| Aim |
Copy the data that follows line for line, without changing a single character.
□ □ □ □ □
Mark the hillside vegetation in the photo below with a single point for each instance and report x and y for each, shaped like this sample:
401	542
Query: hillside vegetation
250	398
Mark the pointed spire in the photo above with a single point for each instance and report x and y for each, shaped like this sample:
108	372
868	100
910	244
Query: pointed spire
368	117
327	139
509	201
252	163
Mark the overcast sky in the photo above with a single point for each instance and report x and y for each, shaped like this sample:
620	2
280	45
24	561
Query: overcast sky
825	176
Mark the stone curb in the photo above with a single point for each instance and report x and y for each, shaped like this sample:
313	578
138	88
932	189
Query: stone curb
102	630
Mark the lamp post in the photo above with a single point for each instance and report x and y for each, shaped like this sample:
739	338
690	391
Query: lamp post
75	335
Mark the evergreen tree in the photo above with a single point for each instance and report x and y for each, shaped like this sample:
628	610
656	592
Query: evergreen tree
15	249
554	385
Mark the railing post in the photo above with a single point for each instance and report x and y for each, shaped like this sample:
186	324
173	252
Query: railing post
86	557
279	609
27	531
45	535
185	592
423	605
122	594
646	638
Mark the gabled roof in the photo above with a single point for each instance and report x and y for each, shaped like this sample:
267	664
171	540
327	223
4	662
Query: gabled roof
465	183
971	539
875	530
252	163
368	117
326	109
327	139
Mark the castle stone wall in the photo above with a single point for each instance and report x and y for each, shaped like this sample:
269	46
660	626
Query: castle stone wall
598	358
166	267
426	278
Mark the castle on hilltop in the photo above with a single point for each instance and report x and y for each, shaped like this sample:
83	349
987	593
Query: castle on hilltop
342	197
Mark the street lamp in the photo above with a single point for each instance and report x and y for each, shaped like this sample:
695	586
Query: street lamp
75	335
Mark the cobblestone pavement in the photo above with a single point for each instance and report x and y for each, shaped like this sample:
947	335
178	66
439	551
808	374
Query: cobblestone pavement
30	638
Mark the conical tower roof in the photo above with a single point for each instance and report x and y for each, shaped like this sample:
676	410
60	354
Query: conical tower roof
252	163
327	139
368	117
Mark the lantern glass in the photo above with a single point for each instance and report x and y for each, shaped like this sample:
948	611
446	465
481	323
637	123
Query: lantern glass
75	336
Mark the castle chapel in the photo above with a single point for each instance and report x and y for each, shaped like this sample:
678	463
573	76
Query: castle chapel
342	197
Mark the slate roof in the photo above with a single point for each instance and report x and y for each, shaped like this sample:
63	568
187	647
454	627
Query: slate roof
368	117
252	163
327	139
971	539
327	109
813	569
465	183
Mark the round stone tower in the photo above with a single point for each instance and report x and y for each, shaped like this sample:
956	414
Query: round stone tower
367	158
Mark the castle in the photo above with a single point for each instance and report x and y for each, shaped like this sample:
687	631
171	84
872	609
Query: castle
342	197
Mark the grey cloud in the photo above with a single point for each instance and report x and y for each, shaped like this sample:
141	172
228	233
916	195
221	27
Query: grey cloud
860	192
□ □ □ □ □
| Solution to this task |
Mark the hillside vegetation in the photo below with a single point for each instance and report x and y for each, shaped like this sample:
401	542
Query: hillside vegetation
250	398
Mark the pointed spire in the photo above with a single point for each instance and report x and y for each, shaped like this sample:
108	372
868	100
910	244
Query: pointed spire
368	117
327	139
509	201
252	163
Mark the overcast sky in the photo above with a single point for each instance and report x and y for each, shaped like this sample:
620	2
280	45
24	561
Query: overcast sky
825	176
Mark the stone curb in the photo above with a single point for each instance and report x and y for each, shaped like this sample:
313	578
138	88
932	189
Query: stone curb
102	630
Mark the lamp post in the photo above with a single point for each instance and report x and y for each, shaped like this sample:
739	338
690	391
Query: lamp post
75	335
Mark the evergreen tree in the photo above with a single point for each instance and report x and y for each, shaped like this sample:
628	610
656	592
Query: evergreen tree
15	249
554	385
Mark the railing post in the photo above with a single point for each instance and report x and y for each, shaped like this sample:
186	324
173	252
Query: railing post
86	557
279	609
27	531
45	535
185	592
423	605
122	594
646	638
Mark the gabled roof in the photo above with a single point for each instance and report x and y for each, shaped like this sample:
267	664
171	540
327	223
4	662
Query: gabled roof
465	183
971	539
875	530
252	163
368	117
326	109
327	139
Mark the castle stone wall in the photo above with a single point for each instance and report x and y for each, shaped like this sample:
269	46
660	626
Query: castle stone wall
598	358
166	267
426	278
Mark the castle on hilltop in the photo above with a single point for each instance and report x and y for each, shaped like this sample:
83	349
987	593
Query: castle on hilltop
342	197
Mark the street lamp in the photo above with a single point for each instance and report x and y for each, shaped like this sample:
695	586
Query: street lamp
75	335
Mark the cobblestone pavement in the photo above with a single point for each instance and report x and y for each, shaped like this sample:
947	335
178	66
439	551
808	374
Query: cobblestone pavement
30	638
Mark the conical tower roof in the photo above with a single point for each instance and report x and y for each, shaped like this sample:
676	410
60	354
Query: conical tower roof
252	163
327	139
368	117
Mark the lantern glass in the photo above with a single point for each instance and report x and y for each, shaped like this sample:
948	611
446	465
481	323
637	123
Query: lantern glass
75	336
Mark the castle chapel in the photo above with a single point for each instance and report x and y for each, shaped like this sample:
678	463
573	76
Query: castle chapel
342	197
Mark the slate roof in the photo above with a single point for each instance and report x and y for each, shaped like this sample:
63	568
187	647
454	627
Query: slate roof
368	117
252	163
327	139
971	539
327	109
813	569
465	183
Mark the round stone tower in the photo above with a single point for each instance and report x and y for each, shaped like this sample:
956	414
Query: round stone tower
367	158
Mark the castle in the photo above with a single point for each instance and report x and y for each, shaped like this sample:
687	631
171	84
872	609
Query: castle
342	197
Mark the grey cloud in the photo above with a single point for each instance and report x and y for each, shaped like this sample:
141	172
228	233
916	195
221	27
Query: grey cloud
860	192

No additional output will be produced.